Exercise requirements>
(a) In the blog post about Satoshi Nakamoto's identity, what did Nick Szabo call the system he eventually converged on?
(b) Take the blog post about Satoshi Nakamoto's identity further, continuing from its final sentence.

Extract to read>
** BEGIN **
In Archive, Bitcoin, Internet, Satoshi Nakamoto, Technology on December 4, 2013 at 4:33 AM




I recently became interested in identifying the pseudonymous creator of Bitcoin, Satoshi Nakamoto. I started from the Bitcoin whitepaper [0] published in late 2008, and proceeded to run reverse textual analysis –essentially, searching the internet for highly unusual turns of phrase and vocabulary patterns (in particular places which you would expect a cryptography researcher to contribute to), then evaluating the fitness of each match found by running textual similarity metrics on several pages of their writing.

Which led me rather directly to several articles from Nick Szabo’s blog.

For those who wouldn’t know Nick Szabo and his documented links to Bitcoin: prior to the apparition of Bitcoin, Nick had been developing for several years (since 1998 [1]) the enabling mechanism for a decentralized digital currency, eventually converging on a system he called “bit gold” [3], which is the direct precursor to the Bitcoin architecture.

According to what seems to be a widely accepted origin story of Bitcoin, Satoshi Nakamoto was a highly skilled computer scientist (or group thereof) who found about Nick’s proposition for bit gold, hit upon an idea for bettering it, published the Bitcoin whitepaper, and decided to turn it into reality by developing the original Bitcoin client. Nick denies being Satoshi, and has stated his official opinion on Satoshi and Bitcoin in a May 2011 article [1].

I would argue that Satoshi is actually Nick Szabo himself, probably together with one or more technical collaborators.
** END **
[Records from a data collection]
** BEGIN **
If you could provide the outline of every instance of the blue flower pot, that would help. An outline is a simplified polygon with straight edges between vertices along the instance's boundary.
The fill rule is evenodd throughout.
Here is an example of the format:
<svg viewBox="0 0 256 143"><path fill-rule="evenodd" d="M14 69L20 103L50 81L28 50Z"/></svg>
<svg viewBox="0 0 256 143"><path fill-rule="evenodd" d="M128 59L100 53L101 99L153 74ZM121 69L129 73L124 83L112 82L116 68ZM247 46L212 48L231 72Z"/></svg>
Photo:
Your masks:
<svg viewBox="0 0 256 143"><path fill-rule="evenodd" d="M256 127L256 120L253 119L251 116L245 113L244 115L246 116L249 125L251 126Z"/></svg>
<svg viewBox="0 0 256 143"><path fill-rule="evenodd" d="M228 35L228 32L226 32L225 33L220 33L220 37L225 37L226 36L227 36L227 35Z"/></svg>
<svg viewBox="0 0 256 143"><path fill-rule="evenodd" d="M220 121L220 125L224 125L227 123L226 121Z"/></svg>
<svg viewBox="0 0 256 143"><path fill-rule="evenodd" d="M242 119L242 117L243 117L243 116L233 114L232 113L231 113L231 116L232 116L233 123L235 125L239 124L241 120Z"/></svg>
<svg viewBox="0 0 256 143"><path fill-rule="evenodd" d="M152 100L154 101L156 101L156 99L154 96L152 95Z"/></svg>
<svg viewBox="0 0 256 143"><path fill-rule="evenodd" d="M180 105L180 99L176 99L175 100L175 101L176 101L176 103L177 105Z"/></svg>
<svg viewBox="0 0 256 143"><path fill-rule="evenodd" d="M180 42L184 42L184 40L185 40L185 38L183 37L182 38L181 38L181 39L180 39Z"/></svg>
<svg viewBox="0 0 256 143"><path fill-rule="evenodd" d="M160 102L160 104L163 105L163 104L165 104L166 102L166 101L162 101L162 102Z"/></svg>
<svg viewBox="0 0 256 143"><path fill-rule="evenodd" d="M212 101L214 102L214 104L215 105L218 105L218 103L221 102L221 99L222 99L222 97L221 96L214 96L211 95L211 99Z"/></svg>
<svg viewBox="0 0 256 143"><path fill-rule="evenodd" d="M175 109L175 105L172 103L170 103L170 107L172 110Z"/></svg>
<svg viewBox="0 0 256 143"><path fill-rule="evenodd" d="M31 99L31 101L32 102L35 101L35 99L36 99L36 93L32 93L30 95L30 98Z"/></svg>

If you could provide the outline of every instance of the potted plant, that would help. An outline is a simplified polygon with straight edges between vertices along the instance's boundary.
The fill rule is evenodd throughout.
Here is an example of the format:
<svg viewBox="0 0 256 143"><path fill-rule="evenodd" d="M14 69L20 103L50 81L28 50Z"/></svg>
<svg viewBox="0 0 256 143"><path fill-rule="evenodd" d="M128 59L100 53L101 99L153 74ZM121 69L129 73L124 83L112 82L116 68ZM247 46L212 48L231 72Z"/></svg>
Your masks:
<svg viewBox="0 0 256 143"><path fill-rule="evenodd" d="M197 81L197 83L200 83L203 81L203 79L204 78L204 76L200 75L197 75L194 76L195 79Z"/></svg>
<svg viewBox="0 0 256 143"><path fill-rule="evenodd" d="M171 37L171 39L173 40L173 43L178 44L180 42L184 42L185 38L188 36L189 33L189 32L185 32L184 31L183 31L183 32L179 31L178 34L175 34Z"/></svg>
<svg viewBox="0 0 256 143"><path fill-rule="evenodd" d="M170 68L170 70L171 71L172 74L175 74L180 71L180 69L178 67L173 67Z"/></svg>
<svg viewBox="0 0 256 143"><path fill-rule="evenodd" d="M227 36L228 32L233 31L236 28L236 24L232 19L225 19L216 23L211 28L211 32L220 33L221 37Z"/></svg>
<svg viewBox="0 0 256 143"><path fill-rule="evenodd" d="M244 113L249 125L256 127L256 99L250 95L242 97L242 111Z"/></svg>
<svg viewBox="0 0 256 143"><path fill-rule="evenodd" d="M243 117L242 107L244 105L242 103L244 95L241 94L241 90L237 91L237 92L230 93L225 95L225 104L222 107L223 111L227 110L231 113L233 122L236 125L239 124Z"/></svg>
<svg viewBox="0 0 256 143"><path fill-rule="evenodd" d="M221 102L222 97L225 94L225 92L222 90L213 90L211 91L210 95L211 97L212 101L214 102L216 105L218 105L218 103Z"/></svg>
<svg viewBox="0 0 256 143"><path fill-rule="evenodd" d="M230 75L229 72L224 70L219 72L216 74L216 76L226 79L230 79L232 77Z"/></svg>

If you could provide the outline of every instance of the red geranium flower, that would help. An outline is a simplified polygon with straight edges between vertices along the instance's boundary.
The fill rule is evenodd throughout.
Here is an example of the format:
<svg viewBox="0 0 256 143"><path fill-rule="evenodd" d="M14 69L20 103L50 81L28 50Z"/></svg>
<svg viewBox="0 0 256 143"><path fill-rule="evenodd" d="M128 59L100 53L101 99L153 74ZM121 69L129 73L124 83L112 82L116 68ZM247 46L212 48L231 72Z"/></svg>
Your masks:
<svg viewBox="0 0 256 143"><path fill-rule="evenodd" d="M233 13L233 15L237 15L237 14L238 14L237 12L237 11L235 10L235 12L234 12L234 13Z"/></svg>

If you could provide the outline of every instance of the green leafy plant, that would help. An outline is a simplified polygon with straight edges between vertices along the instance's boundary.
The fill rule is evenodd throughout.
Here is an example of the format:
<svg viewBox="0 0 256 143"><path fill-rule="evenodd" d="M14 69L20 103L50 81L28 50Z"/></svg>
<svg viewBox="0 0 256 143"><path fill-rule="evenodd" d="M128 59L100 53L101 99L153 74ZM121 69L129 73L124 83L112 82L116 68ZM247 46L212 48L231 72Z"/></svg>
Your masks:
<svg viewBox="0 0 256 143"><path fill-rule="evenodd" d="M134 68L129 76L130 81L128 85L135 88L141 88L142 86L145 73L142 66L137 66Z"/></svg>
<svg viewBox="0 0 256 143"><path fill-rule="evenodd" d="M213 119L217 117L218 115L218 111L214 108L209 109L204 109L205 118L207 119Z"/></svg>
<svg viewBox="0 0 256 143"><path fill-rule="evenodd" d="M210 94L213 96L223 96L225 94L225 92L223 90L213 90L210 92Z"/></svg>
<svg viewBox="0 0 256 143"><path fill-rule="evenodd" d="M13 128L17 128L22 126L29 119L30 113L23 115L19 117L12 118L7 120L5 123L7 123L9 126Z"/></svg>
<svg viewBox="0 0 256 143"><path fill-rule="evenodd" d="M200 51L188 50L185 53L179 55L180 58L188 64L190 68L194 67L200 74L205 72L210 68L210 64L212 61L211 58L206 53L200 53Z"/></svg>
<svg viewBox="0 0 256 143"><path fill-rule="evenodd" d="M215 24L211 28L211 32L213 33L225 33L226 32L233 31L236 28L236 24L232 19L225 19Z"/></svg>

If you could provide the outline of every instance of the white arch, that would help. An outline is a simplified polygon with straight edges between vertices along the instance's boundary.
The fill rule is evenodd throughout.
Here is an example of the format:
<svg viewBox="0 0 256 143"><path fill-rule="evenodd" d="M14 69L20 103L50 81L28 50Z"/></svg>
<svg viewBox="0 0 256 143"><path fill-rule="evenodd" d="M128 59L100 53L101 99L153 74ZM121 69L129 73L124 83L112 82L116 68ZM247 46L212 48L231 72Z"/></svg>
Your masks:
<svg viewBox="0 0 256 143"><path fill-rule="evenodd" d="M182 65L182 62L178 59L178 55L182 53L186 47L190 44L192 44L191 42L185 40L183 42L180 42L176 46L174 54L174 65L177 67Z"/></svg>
** END **
Answers for the tasks>
(a) He called it "bit gold."

(b)
As I mention above, what originally led me to this hypothesis is that reverse-searching for content similar to the Bitcoin whitepaper led me to Nick’s blog, completely independently of any knowledge of the official Bitcoin story.  I must stress this: an open, unbiased search of texts similar in writing to the Bitcoin whitepaper over the entire Internet, identifies Nick’s bit gold articles as the best candidates. It could still be a coincidence, although an unlikely one -since cryptocurrencies were a fairly niche topic in 2008 and earlier (seemingly 3 or 4 people), every contributor to the field was going to be reusing the same shared expressions and vocabulary. Satoshi would have been a reader of Nick’s blog, so you would expect him to describe the same concepts in a similar way. But there’s more.

Running similarity metrics on the whitepaper and Nick’s bit gold articles as well as his paper “formalizing and securing relationships on public networks” [2] indicated an excellent match over content-neutral expressions as well –so either Nick wrote the whitepaper, or it was written by somebody imitating Nick’s writing style.

Then, there is secondary evidence. It is obvious that Satoshi did extensive research about prior mentions of concepts similar to Bitcoin, as any proper scientist writing a paper would have. This is evidenced by Satoshi’s reference to Wei Dai’s b-money, as well as hashcash, while both of them do not even seem to have been a direct inspiration to Bitcoin. However, he made no mention of Nick Szabo’s bit gold, whereas Bitcoin is quite visibly built directly on top of the bit gold ideas. If Satoshi had been writing independently from Nick, wouldn’t he have cited his work as per proper scientific etiquette?

There is also the remarkable lack of public reaction on Nick’s part when Bitcoin started taking off. For somebody as deeply involved in these concepts as Nick, it strikes me as surprising that it took Nick many months to even mention Bitcoin, while his ideas were coming to life in an exciting way.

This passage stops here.